— START OF LISTED RECORDS —

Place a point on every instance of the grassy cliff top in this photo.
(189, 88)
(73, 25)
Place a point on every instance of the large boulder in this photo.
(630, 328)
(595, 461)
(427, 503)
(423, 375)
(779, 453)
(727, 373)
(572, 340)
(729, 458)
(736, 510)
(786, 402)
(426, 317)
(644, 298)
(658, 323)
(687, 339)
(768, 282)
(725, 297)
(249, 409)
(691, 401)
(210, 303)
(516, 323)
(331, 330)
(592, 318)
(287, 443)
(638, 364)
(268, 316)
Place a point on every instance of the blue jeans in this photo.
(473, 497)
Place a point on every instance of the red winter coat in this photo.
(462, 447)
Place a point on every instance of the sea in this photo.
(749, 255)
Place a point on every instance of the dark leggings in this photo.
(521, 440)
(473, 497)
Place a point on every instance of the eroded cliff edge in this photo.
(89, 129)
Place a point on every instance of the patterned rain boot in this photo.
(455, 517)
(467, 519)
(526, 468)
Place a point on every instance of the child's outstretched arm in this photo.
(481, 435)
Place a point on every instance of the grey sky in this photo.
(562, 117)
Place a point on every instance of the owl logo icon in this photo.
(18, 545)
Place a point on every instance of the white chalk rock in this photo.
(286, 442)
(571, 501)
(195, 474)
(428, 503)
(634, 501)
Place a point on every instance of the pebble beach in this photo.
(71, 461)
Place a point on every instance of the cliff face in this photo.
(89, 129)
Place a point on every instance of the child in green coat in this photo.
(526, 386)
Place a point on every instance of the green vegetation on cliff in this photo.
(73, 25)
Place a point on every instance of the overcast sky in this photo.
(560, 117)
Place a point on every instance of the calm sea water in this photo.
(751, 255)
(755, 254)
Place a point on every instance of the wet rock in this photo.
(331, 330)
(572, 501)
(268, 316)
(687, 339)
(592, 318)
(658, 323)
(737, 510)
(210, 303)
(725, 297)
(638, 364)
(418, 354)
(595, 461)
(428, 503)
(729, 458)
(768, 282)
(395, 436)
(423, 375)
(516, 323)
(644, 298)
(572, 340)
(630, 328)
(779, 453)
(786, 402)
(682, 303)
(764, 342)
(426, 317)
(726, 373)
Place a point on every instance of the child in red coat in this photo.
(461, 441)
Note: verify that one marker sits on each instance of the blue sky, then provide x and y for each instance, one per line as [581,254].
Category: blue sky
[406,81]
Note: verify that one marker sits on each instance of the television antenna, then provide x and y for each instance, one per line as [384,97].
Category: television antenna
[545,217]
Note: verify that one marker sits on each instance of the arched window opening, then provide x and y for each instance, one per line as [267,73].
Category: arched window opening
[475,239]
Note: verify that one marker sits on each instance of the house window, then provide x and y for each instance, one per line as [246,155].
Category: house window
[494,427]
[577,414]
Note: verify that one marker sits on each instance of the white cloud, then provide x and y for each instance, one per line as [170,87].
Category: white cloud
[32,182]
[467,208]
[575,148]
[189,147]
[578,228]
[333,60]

— END OF LISTED RECORDS —
— START OF LISTED RECORDS —

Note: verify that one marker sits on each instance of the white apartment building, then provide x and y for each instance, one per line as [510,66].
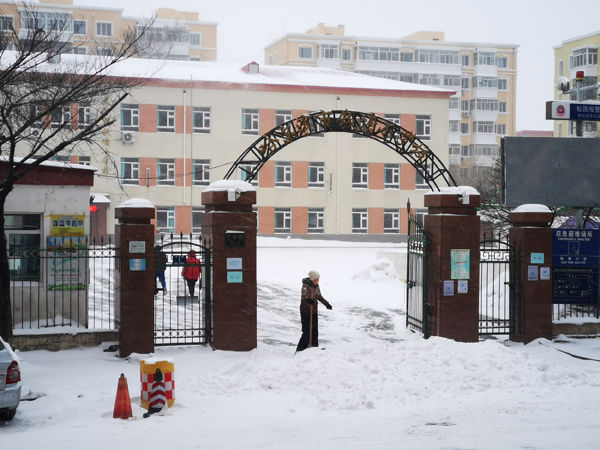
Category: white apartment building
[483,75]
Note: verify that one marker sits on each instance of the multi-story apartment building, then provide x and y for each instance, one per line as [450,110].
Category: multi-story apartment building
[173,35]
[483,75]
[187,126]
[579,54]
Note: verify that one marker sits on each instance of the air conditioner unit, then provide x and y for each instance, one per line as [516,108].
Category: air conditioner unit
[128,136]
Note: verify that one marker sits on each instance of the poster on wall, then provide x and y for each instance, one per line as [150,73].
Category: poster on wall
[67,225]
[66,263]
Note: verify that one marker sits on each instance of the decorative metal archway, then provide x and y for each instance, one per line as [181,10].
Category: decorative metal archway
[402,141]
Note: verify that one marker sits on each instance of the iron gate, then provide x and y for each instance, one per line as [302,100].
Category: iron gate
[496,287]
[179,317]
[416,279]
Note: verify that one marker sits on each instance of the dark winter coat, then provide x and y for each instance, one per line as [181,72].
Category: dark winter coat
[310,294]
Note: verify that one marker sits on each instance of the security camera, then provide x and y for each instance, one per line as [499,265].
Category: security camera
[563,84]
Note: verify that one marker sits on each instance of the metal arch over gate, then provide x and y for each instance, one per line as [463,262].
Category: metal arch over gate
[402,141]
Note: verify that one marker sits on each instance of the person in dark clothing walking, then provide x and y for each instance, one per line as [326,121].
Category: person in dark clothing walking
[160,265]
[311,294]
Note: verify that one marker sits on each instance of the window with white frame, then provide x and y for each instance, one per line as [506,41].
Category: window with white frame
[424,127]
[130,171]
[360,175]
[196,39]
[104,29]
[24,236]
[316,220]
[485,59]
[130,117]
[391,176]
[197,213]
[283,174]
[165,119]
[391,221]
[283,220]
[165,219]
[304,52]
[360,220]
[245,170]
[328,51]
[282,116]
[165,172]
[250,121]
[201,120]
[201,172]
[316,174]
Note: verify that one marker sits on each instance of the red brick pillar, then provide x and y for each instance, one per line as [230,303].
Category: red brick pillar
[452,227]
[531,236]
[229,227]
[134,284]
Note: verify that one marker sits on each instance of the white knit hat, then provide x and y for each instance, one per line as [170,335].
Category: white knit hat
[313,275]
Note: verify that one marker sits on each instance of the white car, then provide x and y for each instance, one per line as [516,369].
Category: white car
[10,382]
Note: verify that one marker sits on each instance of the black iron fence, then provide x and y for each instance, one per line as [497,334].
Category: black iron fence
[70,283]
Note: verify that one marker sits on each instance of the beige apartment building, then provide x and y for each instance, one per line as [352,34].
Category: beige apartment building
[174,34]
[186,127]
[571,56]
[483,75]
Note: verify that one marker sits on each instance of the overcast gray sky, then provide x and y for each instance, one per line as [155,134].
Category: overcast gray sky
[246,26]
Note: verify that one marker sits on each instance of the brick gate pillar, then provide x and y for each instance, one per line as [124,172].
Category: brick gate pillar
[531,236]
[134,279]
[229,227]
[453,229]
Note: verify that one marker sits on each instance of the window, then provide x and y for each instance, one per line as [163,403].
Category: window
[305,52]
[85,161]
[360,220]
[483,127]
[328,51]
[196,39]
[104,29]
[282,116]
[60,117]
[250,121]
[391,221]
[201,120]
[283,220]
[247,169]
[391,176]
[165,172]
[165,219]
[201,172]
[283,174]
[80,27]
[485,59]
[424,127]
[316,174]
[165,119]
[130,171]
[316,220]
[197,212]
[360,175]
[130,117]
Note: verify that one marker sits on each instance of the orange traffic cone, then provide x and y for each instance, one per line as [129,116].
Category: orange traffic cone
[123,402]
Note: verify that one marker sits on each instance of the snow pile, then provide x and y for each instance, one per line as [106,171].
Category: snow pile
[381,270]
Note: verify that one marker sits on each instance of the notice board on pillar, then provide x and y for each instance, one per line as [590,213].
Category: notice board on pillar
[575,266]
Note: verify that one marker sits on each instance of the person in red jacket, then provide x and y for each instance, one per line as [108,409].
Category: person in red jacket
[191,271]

— END OF LISTED RECORDS —
— START OF LISTED RECORDS —

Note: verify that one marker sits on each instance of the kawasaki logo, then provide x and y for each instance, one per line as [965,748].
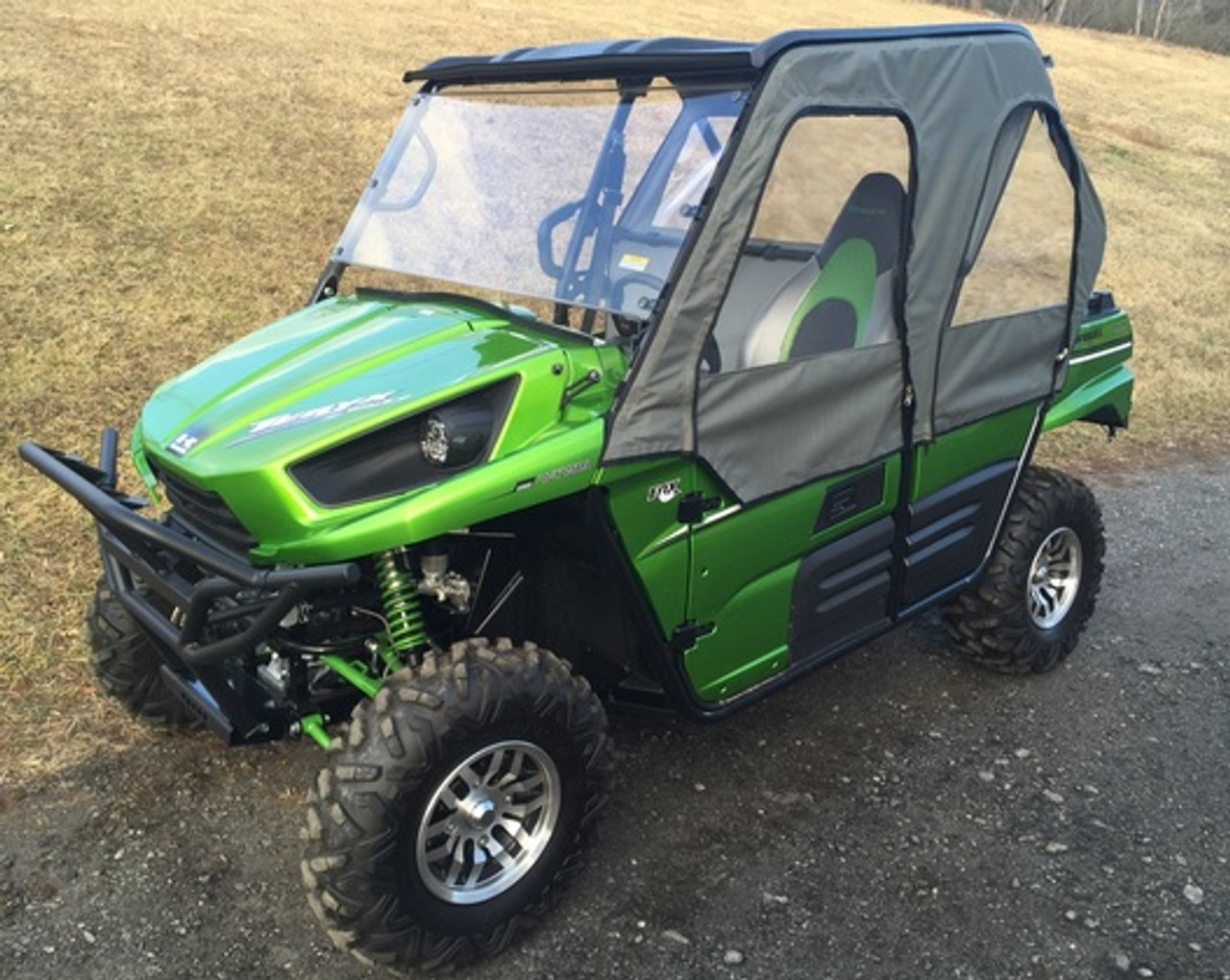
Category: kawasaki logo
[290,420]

— END OF LISTED RECORDS —

__STATED GOAL__: How many lines in the items above contain the string "window"? Reply with the number only.

__ANSWER__: 8